Input data:
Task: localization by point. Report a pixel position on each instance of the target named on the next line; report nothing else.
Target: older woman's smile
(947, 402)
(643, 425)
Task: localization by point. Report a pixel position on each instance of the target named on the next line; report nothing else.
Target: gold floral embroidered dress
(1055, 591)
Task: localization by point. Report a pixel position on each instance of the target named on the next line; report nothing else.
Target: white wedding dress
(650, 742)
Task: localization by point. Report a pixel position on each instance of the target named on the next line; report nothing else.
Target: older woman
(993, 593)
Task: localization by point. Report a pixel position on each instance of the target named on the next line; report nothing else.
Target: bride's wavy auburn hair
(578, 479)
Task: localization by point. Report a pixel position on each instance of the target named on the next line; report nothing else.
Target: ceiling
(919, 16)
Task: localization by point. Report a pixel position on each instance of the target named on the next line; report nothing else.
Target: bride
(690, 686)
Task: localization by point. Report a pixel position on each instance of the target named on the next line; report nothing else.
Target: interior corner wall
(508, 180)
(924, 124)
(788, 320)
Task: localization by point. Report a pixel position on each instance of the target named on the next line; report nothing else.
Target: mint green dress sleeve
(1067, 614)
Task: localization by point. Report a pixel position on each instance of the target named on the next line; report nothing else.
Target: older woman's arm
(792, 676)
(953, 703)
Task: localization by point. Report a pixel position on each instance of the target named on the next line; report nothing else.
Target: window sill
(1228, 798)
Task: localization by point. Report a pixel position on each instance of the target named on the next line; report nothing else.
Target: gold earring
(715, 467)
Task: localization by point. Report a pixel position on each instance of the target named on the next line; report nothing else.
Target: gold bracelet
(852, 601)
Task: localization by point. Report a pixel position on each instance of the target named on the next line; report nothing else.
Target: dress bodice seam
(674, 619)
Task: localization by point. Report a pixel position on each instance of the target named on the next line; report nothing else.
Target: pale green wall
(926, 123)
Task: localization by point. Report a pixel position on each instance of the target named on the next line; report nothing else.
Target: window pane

Exercise prompt: Rewrite every line of the items above as a JSON list of strings, with each string holding one line and blank lines left out.

Output:
[
  "Task: localization by point. Report a pixel position on each instance of the target named on the next line; report nothing else.",
  "Target: older woman's smile",
  "(947, 402)",
  "(643, 425)",
  "Task: localization by point. Report a pixel position on each instance of the target named on the next line; report nothing else.",
  "Target: gold floral embroidered dress",
  "(1055, 591)",
  "Task: localization by point. Report a pixel position on each instance of the target named on the next line; report nothing else.",
  "Target: white wedding dress",
  "(650, 742)",
  "Task: localization by point. Report a pixel position on each instance of the target named on the next line; report nothing else.",
  "Target: older woman",
  "(993, 593)",
  "Task: localization by point. Report a pixel position on each instance of the target named on the next line; report nothing else.",
  "Target: bride's wavy auburn hair",
  "(578, 479)",
  "Task: localization by point. Report a pixel position on each instance of the target named on the next line; report nothing else.",
  "Target: ceiling",
  "(919, 16)",
  "Task: localization by point. Report a pixel position on each instance of the target named on the next line; report nothing else.",
  "Target: bride",
  "(690, 686)",
  "Task: localization by point. Report a pixel position on each instance of the target named on the next line; report nothing else.",
  "Target: interior corner wall",
  "(508, 180)",
  "(924, 124)",
  "(788, 320)",
  "Task: localization by point. Report a pixel position on each instance of the target named on the next line; report nothing else.",
  "Target: mint green dress sleeve",
  "(1067, 614)",
  "Task: localization by point. Report a pixel position on each instance of the target named on the next line; report nothing else.",
  "Target: older woman's arm",
  "(792, 676)",
  "(953, 703)",
  "Task: localization by point. Report a pixel position on each instance of the target named on the next line; report nothing else.",
  "Target: window sill",
  "(1228, 798)",
  "Task: localization by point. Report a pixel position on each instance of the target named on the next line; report nothing else.",
  "Target: gold earring",
  "(715, 467)",
  "Task: localization by point. Report a pixel position on each instance of the target named on the next line; report nothing else.",
  "Target: gold bracelet",
  "(852, 601)",
  "Task: localization by point. Report a pixel position on each instance of the target named on the next line; report nothing else.",
  "Target: dress bodice seam",
  "(674, 619)",
  "Task: localization by point. Report a pixel position on each instance of the target named on the next line; report nothing else.",
  "Target: pale green wall",
  "(926, 123)",
  "Task: localization by point. Report a pixel position on each instance of the target named on the next line; report nothing else.",
  "Target: window pane"
]